-- TEXT PASSAGE follows --

Our provocative and compelling essays this month include “Weird Plagues: How Fear of Disease Mutated into a Subgenre” by John Wiswell, “Milk Teeth” By Octavia Cade, “Trash Fantasias, or Why Mass Effect 3’s Ending Was Bad Actually” by Katherine Cross, and “Hayao Miyazaki’s Lost Magic of Parenthood” by Aidan Moher. This month also includes a new editorial column by Nonfiction Editor Elsa Sjunneson called “Imagining Futures: Where Our Works Go from Here.” Our gorgeous and evocative poetry includes “Medusa Gets a Haircut” by Theodora Goss, “Kalevala, an untelling” by Lizy Simonen, “bargain | bin” by Ewen Ma, “Fish Out of Water” by Neil Gaiman, and “What the Time Travellers Stole” by L.X. Beckett. Finally, Caroline M. Yoachim interviews Miyuki Jane Pinckard and Paul Cornell about their stories.

-- TEXT PASSAGE concluded --

EXERCISE DETAILS: Copy out the passage on this month's essays, poetry, and interviews word for word.

-- DATA RECORDS follows --

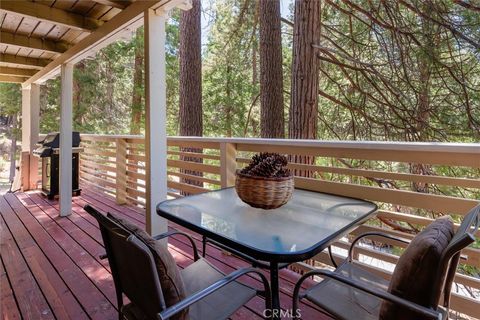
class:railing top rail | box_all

-- DATA RECORDS concluded --
-- DATA RECORDS follows --

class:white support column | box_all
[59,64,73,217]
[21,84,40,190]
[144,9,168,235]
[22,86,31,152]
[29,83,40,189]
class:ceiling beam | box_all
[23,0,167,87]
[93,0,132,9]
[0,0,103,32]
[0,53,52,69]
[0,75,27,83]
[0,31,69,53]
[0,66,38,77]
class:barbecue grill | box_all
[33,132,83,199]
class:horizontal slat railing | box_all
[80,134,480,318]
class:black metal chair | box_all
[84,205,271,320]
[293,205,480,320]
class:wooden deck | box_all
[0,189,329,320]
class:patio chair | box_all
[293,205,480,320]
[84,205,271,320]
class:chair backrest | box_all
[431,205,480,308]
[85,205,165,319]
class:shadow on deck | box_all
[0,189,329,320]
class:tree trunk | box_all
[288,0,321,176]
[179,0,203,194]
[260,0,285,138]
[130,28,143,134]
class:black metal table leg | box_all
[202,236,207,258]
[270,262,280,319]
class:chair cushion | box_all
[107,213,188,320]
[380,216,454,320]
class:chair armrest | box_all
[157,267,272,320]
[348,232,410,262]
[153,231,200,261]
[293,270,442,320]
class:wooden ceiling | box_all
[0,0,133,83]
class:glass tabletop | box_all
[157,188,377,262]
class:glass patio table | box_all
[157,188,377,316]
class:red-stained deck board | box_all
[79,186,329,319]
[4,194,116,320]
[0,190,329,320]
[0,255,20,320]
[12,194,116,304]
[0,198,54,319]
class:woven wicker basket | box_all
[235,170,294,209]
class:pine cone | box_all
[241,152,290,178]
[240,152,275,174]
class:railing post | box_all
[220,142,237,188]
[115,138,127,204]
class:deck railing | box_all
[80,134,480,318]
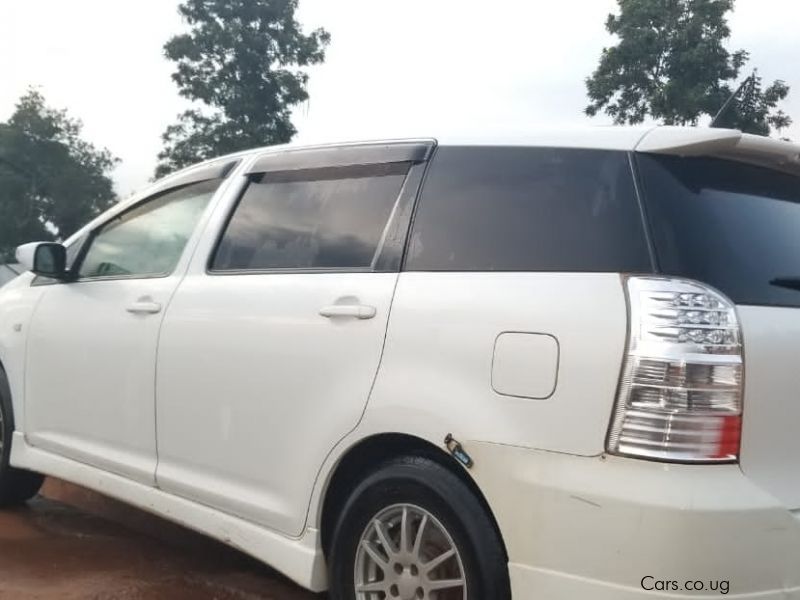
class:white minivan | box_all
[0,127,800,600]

-- DATA RECORDS concluded --

SOLUTION FOR THIS PROBLEM:
Our provocative and compelling essays this month include “Weird Plagues: How Fear of Disease Mutated into a Subgenre” by John Wiswell, “Milk Teeth” By Octavia Cade, “Trash Fantasias, or Why Mass Effect 3’s Ending Was Bad Actually” by Katherine Cross, and “Hayao Miyazaki’s Lost Magic of Parenthood” by Aidan Moher. This month also includes a new editorial column by Nonfiction Editor Elsa Sjunneson called “Imagining Futures: Where Our Works Go from Here.” Our gorgeous and evocative poetry includes “Medusa Gets a Haircut” by Theodora Goss, “Kalevala, an untelling” by Lizy Simonen, “bargain | bin” by Ewen Ma, “Fish Out of Water” by Neil Gaiman, and “What the Time Travellers Stole” by L.X. Beckett. Finally, Caroline M. Yoachim interviews Miyuki Jane Pinckard and Paul Cornell about their stories.